[Start of Records provided]
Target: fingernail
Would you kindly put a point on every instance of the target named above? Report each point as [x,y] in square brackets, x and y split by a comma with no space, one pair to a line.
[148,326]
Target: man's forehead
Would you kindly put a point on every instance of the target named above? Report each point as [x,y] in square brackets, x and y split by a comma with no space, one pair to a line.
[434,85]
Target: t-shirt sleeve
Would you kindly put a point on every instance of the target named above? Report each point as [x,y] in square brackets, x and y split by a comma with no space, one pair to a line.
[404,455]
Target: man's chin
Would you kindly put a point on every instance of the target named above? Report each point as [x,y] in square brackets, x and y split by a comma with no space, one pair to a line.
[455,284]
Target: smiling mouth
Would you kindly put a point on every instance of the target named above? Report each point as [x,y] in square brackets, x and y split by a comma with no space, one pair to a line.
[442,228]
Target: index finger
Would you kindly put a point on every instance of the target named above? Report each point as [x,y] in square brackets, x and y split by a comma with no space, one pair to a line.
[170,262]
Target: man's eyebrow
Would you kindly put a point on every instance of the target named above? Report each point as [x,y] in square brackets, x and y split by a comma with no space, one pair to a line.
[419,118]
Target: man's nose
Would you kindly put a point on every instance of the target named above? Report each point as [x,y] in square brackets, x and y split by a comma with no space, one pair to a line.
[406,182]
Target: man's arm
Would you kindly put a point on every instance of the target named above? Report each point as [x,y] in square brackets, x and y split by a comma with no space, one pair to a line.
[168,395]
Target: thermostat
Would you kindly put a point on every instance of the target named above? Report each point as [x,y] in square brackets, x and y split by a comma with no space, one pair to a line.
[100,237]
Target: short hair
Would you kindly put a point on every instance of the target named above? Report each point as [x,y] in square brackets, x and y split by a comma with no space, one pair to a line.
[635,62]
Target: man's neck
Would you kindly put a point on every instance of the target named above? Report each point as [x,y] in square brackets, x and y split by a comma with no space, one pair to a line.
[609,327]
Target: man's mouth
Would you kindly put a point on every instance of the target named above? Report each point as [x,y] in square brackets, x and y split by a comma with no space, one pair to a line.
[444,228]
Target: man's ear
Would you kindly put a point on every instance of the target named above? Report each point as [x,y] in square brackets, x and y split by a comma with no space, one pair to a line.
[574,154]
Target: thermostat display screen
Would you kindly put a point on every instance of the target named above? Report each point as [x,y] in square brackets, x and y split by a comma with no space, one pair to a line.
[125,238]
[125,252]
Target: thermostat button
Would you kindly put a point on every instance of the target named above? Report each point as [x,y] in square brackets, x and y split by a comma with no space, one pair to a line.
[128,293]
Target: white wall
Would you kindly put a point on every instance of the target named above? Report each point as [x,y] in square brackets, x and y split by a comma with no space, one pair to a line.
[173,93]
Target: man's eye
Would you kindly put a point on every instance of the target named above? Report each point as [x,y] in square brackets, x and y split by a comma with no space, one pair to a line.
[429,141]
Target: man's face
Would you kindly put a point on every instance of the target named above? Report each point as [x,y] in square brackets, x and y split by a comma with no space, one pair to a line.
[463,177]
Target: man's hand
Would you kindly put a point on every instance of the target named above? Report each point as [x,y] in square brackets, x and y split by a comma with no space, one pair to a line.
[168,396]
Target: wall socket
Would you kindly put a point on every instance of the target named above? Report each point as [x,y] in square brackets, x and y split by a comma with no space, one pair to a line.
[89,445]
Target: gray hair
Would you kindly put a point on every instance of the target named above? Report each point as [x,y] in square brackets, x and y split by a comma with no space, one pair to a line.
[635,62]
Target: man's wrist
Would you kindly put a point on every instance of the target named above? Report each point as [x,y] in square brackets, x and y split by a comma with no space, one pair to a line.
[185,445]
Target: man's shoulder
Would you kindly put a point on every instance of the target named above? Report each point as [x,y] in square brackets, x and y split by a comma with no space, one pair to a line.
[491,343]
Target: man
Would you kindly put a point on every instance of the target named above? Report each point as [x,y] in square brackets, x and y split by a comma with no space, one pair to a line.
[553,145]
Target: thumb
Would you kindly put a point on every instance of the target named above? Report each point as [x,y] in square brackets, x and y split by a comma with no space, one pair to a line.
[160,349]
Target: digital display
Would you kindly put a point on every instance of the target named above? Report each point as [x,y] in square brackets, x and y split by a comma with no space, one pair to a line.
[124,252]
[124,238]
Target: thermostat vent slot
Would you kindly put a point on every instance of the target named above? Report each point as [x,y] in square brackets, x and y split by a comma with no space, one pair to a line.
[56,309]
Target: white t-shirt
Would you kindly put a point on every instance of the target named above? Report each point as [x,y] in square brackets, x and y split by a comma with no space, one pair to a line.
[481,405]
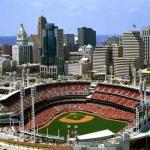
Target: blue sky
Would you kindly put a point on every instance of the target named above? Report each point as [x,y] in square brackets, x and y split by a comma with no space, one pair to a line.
[105,16]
[End of Records provided]
=== Task to carry out ===
Take the listing and print it again exactly, but without any pictures.

=== Correct response ===
Target: fingernail
Would you kindly put a point on every instance of the target named above? Report each point as [x,y] in square brackets, x and y split by a comma with no space, one pair to a line.
[148,326]
Target: man's forehead
Would you kindly put a point on every instance of the target named above? Report each point as [x,y] in square brackets, x and y split by a comma with no space, one pair to a line.
[434,85]
Target: t-shirt sleeve
Would you kindly put a point on every instance of the target named above? Report each point as [x,y] in square brackets, x and y split by a comma with no space, one pair to a line.
[404,455]
Target: man's chin
Would you kindly put a point on every instance of the target named above? Report each point as [x,y] in square brackets, x and y split by a comma with no space, one pair to a line.
[455,284]
Target: smiling mouth
Would you kindly put a point on every instance of the target named above? Report each point as [x,y] in square brackets, x and y split by a comma with no space, one pair to a line.
[442,228]
Target: index finger
Would you kindly put a point on every instance of the target named above? Report each point as [x,y] in square brackets, x and y split by a comma with no space, one pair to a line.
[170,262]
Target: man's eyebrow
Would you kindly put a point on every instance of the target named above? Report each point as [x,y] in square brackets, x and y split by a comma with no space, one pair to a line.
[419,118]
Target: man's nose
Would you kindly put a point on every instance of the target named above? Report each point as [x,y] in square brackets, x and y split by a comma with no space, one pair to a line.
[406,182]
Target: man's arm
Would you kindly put a point on every instance of the target named above? Report each point as [x,y] in square brackets, x and y split by a comma with no space, one pair to a line.
[168,395]
Target: thermostat
Would you kindly put a point on every instance of the target named above? Report each point as [x,y] in square brackets, x and y split by a comma with no space, one pair to a line.
[100,237]
Target: short hair
Would you kindly put a point on every instance of the target named above? Report each point as [x,y] in square brackets, x and y split by a comma with no space, one pair to a line.
[635,62]
Target: man's neck
Would you kindly put a point on every instance of the target named above? Report each point as [x,y] in square brackets, x and y split by a comma with no space, one pair to a line.
[609,327]
Target: man's mouth
Would you kindly put a point on every instance of the target named above? Report each point as [x,y] in square brackets, x and y split by a comma with no space, one pair to a line.
[444,228]
Target: man's ear
Would you kindly put a point on every instance of the target named above? Report each point as [x,y] in square brackets, x and y split by a comma with no space, one pair to a line.
[574,154]
Target: thermostat display screen
Would you kindly put a point on every instance of the target named above? Report each point as [x,y] in square brackets, x and y split by a comma with no space, one pair to a line.
[125,238]
[125,252]
Target: thermostat button
Would you kindly put a point on every instance of the target named above? Report each point as [x,y] in square brackets, x and y split by a comma with no space, one pair to a line.
[128,293]
Target: white wall
Would you kindly put a point on every instance of the target named above? Report each point as [x,y] in square brackets, x and y split by a comma with no space, one pair to a line.
[173,93]
Target: man's eye
Would you kindly put a point on every instance of the target named above? Report each point as [x,y] in square brackets, x and y split by a comma with no space, one pair to a line.
[429,141]
Target: man's face
Would you kindly put a point on every instance of the target named above? Report each point as [x,y] in square brackets, x and y split by a comma with no space, one pair to a line.
[463,177]
Target: man's hand
Would you kindly put a point on every instance of the target named above? Report each point as [x,y] in square brackets, x and y split by a comma with no space, one pair to a line.
[168,396]
Target: wall socket
Would you kindly put a point on every instance of the target named above? Report each point as [x,y] in square brackets, x and y split by a comma with no space, one pair to a line.
[89,445]
Target: gray hair
Would you kindly put a point on every instance of the target named above? Report each point as [x,y] in square brackets, x and y split by a comma with no space, one pair to a line.
[635,62]
Target: man's wrist
Would you kindly put a point on every instance of the target named above? Report each point as [x,y] in square brackets, x and y split by a comma with no space, one pair to a line.
[185,445]
Target: man's shoulder
Would you kindly put a point on every instance of the target named above? Report each point as [x,y] in square brackets, x and y split by a comma with no space, one pair to a line.
[491,343]
Target: man
Would you kindly put a point on every instance of the target named above? Report each point as [x,y] in square brackets, x and y split by a comma with no space, one pair to a line.
[553,145]
Target: thumb
Would you kindly put a point on every instance of the target named above? Report each point as [x,y] in square brackets, x and y split by a comma with no space, one pair to a line.
[160,349]
Target: digital display
Would you kindly put a point on every instance of the target named above? Report each point as [x,y] in square brackets, x and y split by a comma with no space, one pair to a line.
[124,252]
[124,238]
Target: thermostat vent slot
Would you kindly put a point on every instance of the target named above? Report each point as [x,y] in square brackets, x and y split by a comma with no space, one pair to a line.
[56,309]
Target: white t-shirt
Would you kindly put a point on every instance of the target named above? Report each point as [x,y] in square brackets, x and y split by a comma with no space, one pair to a line.
[481,405]
Target: blue sky
Would you kindly put a point on every instance of the target named above? Report each point as [x,y] in square brackets, x and y split by a comma with no space, one pair to a line.
[105,16]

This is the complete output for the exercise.